TO DO: Your output must match the records exactly, line for line.

[Data excerpts]
____
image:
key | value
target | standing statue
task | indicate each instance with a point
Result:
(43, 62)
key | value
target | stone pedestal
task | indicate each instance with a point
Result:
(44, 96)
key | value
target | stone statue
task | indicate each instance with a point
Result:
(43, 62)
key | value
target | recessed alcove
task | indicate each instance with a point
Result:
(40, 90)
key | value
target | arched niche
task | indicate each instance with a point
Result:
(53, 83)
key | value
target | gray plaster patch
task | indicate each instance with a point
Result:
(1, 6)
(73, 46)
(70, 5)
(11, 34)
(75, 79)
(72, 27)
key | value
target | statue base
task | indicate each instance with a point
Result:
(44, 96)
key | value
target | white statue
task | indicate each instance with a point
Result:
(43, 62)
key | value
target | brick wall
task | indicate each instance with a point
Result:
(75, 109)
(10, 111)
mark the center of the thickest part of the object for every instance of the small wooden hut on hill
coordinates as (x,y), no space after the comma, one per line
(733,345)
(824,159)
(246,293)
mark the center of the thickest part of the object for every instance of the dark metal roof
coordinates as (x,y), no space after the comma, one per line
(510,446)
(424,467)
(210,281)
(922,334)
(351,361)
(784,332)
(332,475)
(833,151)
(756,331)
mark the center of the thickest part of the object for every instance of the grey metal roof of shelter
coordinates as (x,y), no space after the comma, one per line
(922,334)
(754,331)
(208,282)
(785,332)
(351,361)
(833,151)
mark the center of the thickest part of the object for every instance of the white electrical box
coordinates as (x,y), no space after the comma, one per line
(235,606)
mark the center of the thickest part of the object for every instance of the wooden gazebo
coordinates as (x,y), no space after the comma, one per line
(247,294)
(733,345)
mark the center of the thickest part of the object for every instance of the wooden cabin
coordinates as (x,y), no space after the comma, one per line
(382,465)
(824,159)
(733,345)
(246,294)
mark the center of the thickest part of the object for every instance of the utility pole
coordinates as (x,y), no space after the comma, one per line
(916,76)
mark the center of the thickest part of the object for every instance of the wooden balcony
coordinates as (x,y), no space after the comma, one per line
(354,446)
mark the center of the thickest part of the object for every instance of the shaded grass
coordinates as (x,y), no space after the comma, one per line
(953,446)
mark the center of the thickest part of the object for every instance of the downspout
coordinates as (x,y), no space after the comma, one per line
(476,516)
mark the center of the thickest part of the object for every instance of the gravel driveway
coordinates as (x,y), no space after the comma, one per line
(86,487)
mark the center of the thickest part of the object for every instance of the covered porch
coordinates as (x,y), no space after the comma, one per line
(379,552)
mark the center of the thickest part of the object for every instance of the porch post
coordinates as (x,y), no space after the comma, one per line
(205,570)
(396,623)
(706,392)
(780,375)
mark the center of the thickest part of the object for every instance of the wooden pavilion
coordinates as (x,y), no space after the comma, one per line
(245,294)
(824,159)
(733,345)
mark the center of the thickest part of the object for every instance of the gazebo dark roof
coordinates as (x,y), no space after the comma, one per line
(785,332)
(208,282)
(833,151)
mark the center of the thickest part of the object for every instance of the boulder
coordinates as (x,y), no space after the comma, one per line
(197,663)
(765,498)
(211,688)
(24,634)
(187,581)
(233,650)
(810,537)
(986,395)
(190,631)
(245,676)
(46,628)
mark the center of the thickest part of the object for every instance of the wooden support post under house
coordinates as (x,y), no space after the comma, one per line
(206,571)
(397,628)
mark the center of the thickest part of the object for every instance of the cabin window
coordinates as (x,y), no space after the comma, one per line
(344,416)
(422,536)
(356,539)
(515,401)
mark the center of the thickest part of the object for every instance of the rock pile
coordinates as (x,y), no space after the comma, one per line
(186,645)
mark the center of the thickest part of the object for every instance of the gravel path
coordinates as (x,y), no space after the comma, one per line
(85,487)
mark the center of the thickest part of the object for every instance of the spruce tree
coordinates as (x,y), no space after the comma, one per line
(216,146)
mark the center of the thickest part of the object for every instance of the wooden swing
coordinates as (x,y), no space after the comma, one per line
____
WRITTEN RESPONSE:
image:
key | value
target | standing statue
task | indicate each instance with a point
Result:
(43, 62)
key | value
target | stone pedestal
task | indicate each instance with a point
Result:
(44, 96)
key | value
target | stone statue
task | indicate each instance with a point
Result:
(43, 62)
key | value
target | recessed alcove
task | indicate each instance with a point
Result:
(40, 90)
key | value
target | arched niche
task | indicate each instance with a point
Result:
(53, 83)
key | value
target | gray plaster patch
task | indicate each instance with a point
Result:
(1, 6)
(73, 46)
(70, 5)
(11, 34)
(75, 79)
(72, 27)
key | value
target | statue base
task | indicate each instance with a point
Result:
(44, 96)
key | value
target | white statue
task | indicate each instance with a point
Result:
(43, 62)
key | value
target | brick wall
task | indicate each instance with a point
Result:
(75, 109)
(10, 111)
mark the center of the thickest part of the object for every instance of the small wooden hut on hill
coordinates as (x,y), no space after the comma, one per line
(733,345)
(824,159)
(246,293)
mark the center of the thickest part of the object for every instance of the dark metal roof
coordinates as (x,y), no space after the comma, one per line
(510,446)
(424,467)
(210,281)
(922,334)
(351,361)
(784,332)
(332,475)
(833,151)
(756,331)
mark the center of the thickest part of the object for every instance of the grey metal roof of shelter
coordinates as (x,y), no space after the comma, one per line
(922,334)
(754,331)
(208,282)
(785,332)
(351,361)
(833,151)
mark the center of the thickest part of the object for every instance of the white electrical box
coordinates as (x,y), no space after the comma, one per line
(235,606)
mark the center of the thickest part of the object for every instance of the wooden gazebo
coordinates as (x,y), no space after the comma, one per line
(247,294)
(733,345)
mark the center of the thickest part of the object for every instance of the wooden cabin
coordinates as (x,y), no space after the comma, one per line
(382,465)
(824,159)
(733,345)
(246,294)
mark the center of the thickest part of the object for every instance of the utility pole
coordinates as (x,y), no space after the comma, one per line
(916,76)
mark the center of the thickest part of the object for every instance of the wooden balcony
coordinates as (x,y), no space after the comma, one per line
(354,446)
mark the center of the thickest part of the object for every instance of the shaded grass
coordinates as (x,y), no space after the comma, one per line
(953,446)
mark the center of the thickest part of the object for every instance of the downspout
coordinates as (x,y), no space after the comma, one per line
(476,516)
mark the center of the thickest part of the object for every instance of the gravel driveway
coordinates as (x,y), no space after the comma, one per line
(86,487)
mark the center of the thickest part of the object for every instance of the covered porch
coordinates as (x,y), no space after the comma, one per line
(379,552)
mark the center of the thickest part of the object for every instance of the porch post
coordinates as (x,y), no space after the comma, one per line
(205,570)
(396,623)
(706,392)
(780,375)
mark the center of the thickest part of the object for every instance of the wooden pavilion
coordinates as (x,y), no space after the comma, one per line
(245,294)
(824,159)
(733,345)
mark the center of the thickest part of the object for every instance of the gazebo dark roof
coordinates as (x,y), no space after the comma, one per line
(785,332)
(208,282)
(833,151)
mark the center of the thickest part of the object for every instance of the boulder
coordinates as (x,y), no space after the comma, one per line
(197,663)
(765,498)
(211,688)
(24,634)
(187,581)
(233,650)
(810,537)
(986,395)
(190,631)
(245,676)
(46,628)
mark the center of the thickest part of the object for every instance of the wooden support post under house
coordinates as (x,y), no space after the comma, one per line
(206,571)
(397,628)
mark the center of the thickest part of the object for every instance of the cabin window
coordinates as (x,y), no space after the comma, one per line
(344,416)
(422,536)
(356,539)
(515,401)
mark the center of the thickest part of the object for every instance of the rock pile
coordinates as (x,y), no space after the comma, one per line
(186,645)
mark the center of the thickest part of the object for every instance of the gravel path
coordinates as (x,y), no space after the comma, one per line
(85,487)
mark the center of the thickest part of the object for every instance of the spruce tree
coordinates as (x,y), no space after the comma, one per line
(216,146)
mark the center of the thickest part of the object for every instance of the wooden swing
coordinates as (x,y), no space after the comma, one per line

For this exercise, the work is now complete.